▸ **What to do**
Given the entries that follow, write out exactly the lines starting at the one containing "Identify the green smartphone" and ending at the one containing "Identify the white", both ends included, and only those.

▸ **Source data**
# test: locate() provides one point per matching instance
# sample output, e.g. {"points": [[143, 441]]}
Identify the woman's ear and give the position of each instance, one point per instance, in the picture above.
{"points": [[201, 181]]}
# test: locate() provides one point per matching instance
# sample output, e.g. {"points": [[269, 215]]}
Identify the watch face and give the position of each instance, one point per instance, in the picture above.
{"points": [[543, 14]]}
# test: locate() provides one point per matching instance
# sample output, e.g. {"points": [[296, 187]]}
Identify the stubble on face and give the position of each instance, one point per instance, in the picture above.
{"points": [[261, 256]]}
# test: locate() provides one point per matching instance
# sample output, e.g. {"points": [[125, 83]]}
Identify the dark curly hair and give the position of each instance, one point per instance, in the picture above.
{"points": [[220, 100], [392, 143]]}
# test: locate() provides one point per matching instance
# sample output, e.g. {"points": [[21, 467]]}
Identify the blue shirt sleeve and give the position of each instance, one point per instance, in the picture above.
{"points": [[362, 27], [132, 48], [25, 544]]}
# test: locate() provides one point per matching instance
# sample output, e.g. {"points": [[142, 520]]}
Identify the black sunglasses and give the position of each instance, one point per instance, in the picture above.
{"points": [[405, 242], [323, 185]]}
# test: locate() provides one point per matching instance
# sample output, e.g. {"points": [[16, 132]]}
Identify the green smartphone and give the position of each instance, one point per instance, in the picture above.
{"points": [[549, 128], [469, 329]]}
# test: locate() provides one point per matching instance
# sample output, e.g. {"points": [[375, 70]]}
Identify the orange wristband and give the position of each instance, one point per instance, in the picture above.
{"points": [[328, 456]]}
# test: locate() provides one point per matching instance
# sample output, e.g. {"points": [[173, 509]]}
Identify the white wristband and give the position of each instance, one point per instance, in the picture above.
---
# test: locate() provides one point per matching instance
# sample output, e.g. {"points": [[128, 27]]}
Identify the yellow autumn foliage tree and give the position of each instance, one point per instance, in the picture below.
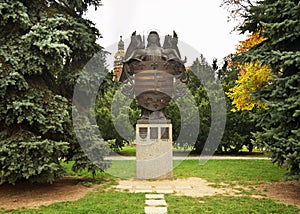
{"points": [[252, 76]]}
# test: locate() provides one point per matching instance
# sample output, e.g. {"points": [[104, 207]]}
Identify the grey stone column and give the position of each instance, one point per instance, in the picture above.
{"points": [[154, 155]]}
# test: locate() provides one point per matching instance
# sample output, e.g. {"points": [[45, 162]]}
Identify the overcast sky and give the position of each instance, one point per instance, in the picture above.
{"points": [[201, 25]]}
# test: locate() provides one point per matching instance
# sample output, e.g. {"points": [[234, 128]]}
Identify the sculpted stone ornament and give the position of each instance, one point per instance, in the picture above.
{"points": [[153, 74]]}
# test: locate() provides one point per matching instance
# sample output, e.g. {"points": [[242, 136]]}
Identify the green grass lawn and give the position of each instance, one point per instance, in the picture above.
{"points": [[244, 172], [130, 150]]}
* * *
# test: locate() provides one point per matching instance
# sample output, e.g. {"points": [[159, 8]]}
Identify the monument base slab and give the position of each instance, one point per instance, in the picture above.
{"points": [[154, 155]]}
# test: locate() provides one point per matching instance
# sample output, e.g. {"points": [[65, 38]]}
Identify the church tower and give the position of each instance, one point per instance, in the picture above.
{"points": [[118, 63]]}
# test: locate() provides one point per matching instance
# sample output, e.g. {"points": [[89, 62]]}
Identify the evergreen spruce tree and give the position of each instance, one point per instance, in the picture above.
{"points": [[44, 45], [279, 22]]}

▸ **Answer for the task**
Identify the green smartphone and give the position of each instance, one point per instance, in the picture above.
{"points": [[549, 128], [469, 329]]}
# test: locate() provides one point per matching instance
# sample output, e.g. {"points": [[375, 70]]}
Identify the orange wristband and give the position of each instance, one point per instance, in the picture above.
{"points": [[328, 456]]}
# test: locate() provides one point per matching instance
# sample output, e.g. {"points": [[173, 509]]}
Identify the white wristband and give the position of each instance, one point per instance, in the picture above.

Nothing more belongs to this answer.